The records below are to be returned word for word, with pictures left out.

Extracted records

------------------------------------

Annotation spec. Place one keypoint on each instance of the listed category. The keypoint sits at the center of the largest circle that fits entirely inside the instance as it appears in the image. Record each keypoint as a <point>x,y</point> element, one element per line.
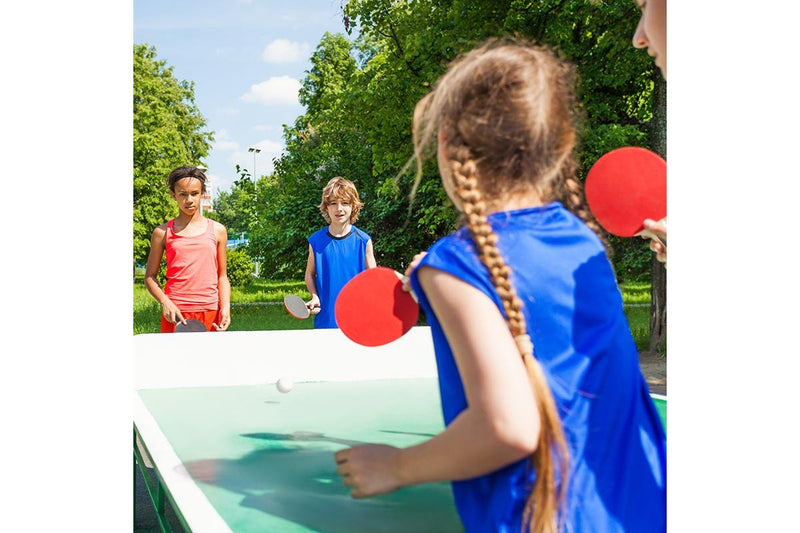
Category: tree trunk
<point>658,289</point>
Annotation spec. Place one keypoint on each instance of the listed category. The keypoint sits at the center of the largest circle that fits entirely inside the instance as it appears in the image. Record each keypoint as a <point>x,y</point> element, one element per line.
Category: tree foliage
<point>167,132</point>
<point>360,96</point>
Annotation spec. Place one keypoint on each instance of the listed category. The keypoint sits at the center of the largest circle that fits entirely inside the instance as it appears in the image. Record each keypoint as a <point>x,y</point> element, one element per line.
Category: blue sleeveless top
<point>337,260</point>
<point>574,314</point>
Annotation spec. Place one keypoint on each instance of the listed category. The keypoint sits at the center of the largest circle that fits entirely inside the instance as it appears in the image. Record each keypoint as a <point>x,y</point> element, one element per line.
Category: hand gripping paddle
<point>295,306</point>
<point>372,309</point>
<point>626,186</point>
<point>191,326</point>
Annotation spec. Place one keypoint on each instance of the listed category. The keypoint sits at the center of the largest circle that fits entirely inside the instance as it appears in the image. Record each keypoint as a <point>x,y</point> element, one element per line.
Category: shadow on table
<point>294,477</point>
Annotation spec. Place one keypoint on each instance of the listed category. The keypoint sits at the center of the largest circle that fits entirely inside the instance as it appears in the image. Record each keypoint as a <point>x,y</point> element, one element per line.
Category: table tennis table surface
<point>232,453</point>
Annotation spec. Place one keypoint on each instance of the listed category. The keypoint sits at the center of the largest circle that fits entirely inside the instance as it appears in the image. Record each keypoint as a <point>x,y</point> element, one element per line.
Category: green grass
<point>256,307</point>
<point>259,306</point>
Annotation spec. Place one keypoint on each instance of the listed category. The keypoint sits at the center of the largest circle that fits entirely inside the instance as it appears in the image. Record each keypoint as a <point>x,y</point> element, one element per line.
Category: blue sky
<point>247,59</point>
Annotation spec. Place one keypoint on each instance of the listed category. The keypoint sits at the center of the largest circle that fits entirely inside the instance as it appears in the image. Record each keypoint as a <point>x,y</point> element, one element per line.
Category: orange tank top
<point>192,270</point>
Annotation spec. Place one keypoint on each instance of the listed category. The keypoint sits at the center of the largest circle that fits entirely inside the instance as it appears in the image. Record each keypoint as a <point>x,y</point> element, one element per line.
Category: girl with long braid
<point>549,422</point>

------------------------------------

▸ **FINISHED EXERCISE**
Annotation spec. Place one keypoint on each instance of the listed category. The keypoint sits at the center of the largest circle that fits entirely inside the instance as it appears in the image. Record each keypoint as a <point>x,y</point> element, one element per line.
Category: tree trunk
<point>658,289</point>
Annotation spec. Place one keypoint on each instance of the listed category. The keypoint sits at the center of the largest circle that fits entirely inside the instance as it appears in the image. Record each keypoint as a <point>x,y</point> element, one element per line.
Category: tree foliage
<point>167,132</point>
<point>360,96</point>
Annotation spec. Place one keypoint on each instance of the listed category. The keypoint sits at the center of the largest circle that fits entirely inside the instance as it appears in the image. Record each keypoint as a <point>x,y</point> element, one element per line.
Category: blue sleeveless top
<point>337,260</point>
<point>574,314</point>
Annotation spec. Place one keypoint on each instance of the listed category. The keypoint sits at the center of the largest circle that fits entirely inside the instance as it appears in the image. Record each keypoint as a <point>x,y</point> element, one element per line.
Category: hand gripping paddle
<point>295,306</point>
<point>372,309</point>
<point>626,186</point>
<point>191,326</point>
Annotation spec. Place one keypoint on each instance of the listed category. The keypoint sits at the center of the largest circle that fits entirely inside the instance as it appears in the image. Record each keypoint as a <point>x,y</point> element, one element per line.
Category: shadow on table
<point>294,477</point>
Annotation spec. Place one keypoint on each instance of the listed category. The keypoint sits at the center of the largest circle that fits entirely inside the instance as it appears in the image. Record each keypoint as a <point>x,y</point> element, one element per line.
Category: table tennis table surface
<point>232,453</point>
Annotation spec. Place one keypoint on each instance of the listed category. The keypoint sits at the center of the largest circle that fits entirely inside the instance as it appears in the image. Record each keypoint as a <point>x,y</point> element, one element per line.
Category: green grass
<point>256,307</point>
<point>259,306</point>
Annotation spec. Place one keypoint on each instance of the listed category. The keypoint sits at the center of the largest circle that fits entirely inside the instance as it appears in the image. Record each keypoint as a <point>x,y</point> element, one element per line.
Category: blue sky
<point>247,59</point>
Annotation spec. Place one keypoint on each instance of the listed category. The keypoint sits at the center of the largest circle that fits entirely inside the instance as it appears in the image. Record each keypoint as a <point>x,y</point> element, one element per line.
Category: orange tank top
<point>192,270</point>
Annotation spec. Place one keypoint on each instance of the listed category. The keypoint sits at the center of the largest circle that fits entirely inside the instance as it appears in the image. Record each keypoint as a <point>x,y</point> element, one element per line.
Category: girl with long braid
<point>549,422</point>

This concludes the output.